[Stored items]
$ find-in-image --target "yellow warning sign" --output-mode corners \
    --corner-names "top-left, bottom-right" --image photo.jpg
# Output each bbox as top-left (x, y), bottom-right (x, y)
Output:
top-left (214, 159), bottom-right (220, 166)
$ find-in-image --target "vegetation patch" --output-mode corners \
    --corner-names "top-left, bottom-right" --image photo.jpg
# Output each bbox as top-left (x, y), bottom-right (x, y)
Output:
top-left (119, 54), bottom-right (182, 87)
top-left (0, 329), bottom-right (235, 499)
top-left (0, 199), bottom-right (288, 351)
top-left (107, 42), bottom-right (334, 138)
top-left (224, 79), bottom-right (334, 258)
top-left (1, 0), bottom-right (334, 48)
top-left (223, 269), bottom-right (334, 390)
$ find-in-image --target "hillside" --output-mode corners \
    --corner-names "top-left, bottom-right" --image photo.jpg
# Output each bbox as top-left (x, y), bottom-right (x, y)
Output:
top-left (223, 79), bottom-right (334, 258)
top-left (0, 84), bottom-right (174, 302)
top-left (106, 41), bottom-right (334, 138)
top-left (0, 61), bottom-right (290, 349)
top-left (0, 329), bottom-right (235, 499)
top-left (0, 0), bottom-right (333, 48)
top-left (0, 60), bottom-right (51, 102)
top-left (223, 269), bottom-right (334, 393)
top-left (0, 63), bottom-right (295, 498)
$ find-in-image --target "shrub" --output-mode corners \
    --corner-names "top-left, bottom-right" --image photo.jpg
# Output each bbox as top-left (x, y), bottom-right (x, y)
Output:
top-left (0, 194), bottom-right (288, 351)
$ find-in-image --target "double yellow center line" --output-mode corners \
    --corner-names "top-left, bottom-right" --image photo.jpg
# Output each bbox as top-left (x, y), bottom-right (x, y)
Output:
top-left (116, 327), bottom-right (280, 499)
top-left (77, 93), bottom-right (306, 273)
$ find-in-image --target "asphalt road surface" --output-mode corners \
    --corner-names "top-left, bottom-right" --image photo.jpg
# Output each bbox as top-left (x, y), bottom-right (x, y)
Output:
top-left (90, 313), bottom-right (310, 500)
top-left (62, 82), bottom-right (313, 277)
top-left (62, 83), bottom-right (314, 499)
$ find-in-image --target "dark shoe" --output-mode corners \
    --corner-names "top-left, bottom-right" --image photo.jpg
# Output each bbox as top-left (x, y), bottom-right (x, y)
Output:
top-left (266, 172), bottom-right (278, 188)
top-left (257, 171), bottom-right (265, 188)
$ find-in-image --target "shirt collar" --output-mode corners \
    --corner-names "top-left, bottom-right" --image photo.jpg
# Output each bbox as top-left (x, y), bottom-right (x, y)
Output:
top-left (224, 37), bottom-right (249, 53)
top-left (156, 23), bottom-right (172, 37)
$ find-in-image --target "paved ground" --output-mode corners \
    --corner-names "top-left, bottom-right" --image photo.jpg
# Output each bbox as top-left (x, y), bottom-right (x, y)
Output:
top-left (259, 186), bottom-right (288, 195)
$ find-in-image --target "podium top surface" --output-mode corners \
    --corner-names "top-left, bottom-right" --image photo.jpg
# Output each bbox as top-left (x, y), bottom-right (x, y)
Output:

About this task:
Reproduce the records above in their entirety, unchanged.

Task output:
$ find-in-image --target "yellow warning sign" --output-mode corners \
    --corner-names "top-left, bottom-right" --image photo.jpg
# Output each bbox as top-left (x, y), bottom-right (x, y)
Output:
top-left (214, 159), bottom-right (220, 166)
$ find-in-image --target "vegetation patch" --output-mode corners \
    --corner-names "top-left, bottom-right" --image photo.jpg
# Output each bbox as top-left (x, y), bottom-right (x, y)
Output:
top-left (119, 54), bottom-right (182, 87)
top-left (0, 329), bottom-right (235, 499)
top-left (0, 199), bottom-right (288, 351)
top-left (107, 42), bottom-right (334, 138)
top-left (224, 79), bottom-right (334, 258)
top-left (1, 0), bottom-right (334, 48)
top-left (223, 269), bottom-right (334, 390)
$ find-in-image --target "hillside" --output-mode corners \
    --corner-names "top-left, bottom-right" --image photo.jpg
# Output each bbox as top-left (x, y), bottom-right (x, y)
Output:
top-left (223, 79), bottom-right (334, 258)
top-left (0, 84), bottom-right (174, 302)
top-left (106, 41), bottom-right (334, 138)
top-left (0, 61), bottom-right (290, 349)
top-left (0, 329), bottom-right (235, 499)
top-left (0, 0), bottom-right (333, 48)
top-left (0, 60), bottom-right (51, 102)
top-left (223, 269), bottom-right (334, 393)
top-left (0, 63), bottom-right (295, 498)
$ find-in-image --target "shrub" --output-mode corners \
    --corner-names "top-left, bottom-right" --image photo.jpg
# Output each bbox as top-left (x, y), bottom-right (x, y)
Output:
top-left (0, 194), bottom-right (288, 351)
$ find-in-image --target "double yellow center line" --output-mode corners \
    --corner-names "top-left, bottom-right" --image photo.jpg
# Output each bbox as top-left (x, y), bottom-right (x, y)
Output:
top-left (116, 327), bottom-right (280, 499)
top-left (77, 93), bottom-right (306, 273)
$ find-in-image --target "asphalt road surface" --output-mode corners \
    --corner-names "top-left, bottom-right" --image photo.jpg
# Output each bbox as top-left (x, y), bottom-right (x, y)
Output:
top-left (90, 313), bottom-right (310, 500)
top-left (62, 82), bottom-right (313, 277)
top-left (62, 83), bottom-right (314, 499)
$ find-in-image --target "dark shoe" --output-mode corners \
    --corner-names "top-left, bottom-right" --image photo.jpg
# Output each bbox as top-left (x, y), bottom-right (x, y)
Output:
top-left (266, 172), bottom-right (278, 188)
top-left (257, 171), bottom-right (265, 188)
$ find-in-image --target "shirt collar" --output-mode corners \
    --corner-names "top-left, bottom-right" --image photo.jpg
# Output each bbox as top-left (x, y), bottom-right (x, y)
Output:
top-left (224, 37), bottom-right (249, 53)
top-left (156, 23), bottom-right (172, 37)
$ find-in-image --target "paved ground" --output-mode corners \
    --corner-names "top-left, bottom-right" --image photo.jpg
# Output each bbox as top-left (x, y), bottom-right (x, y)
Output:
top-left (259, 186), bottom-right (288, 195)
$ find-in-image --target "podium top surface" --output-mode corners \
    --corner-names "top-left, bottom-right" --image photo.jpg
# Output each bbox as top-left (x, y), bottom-right (x, y)
Output:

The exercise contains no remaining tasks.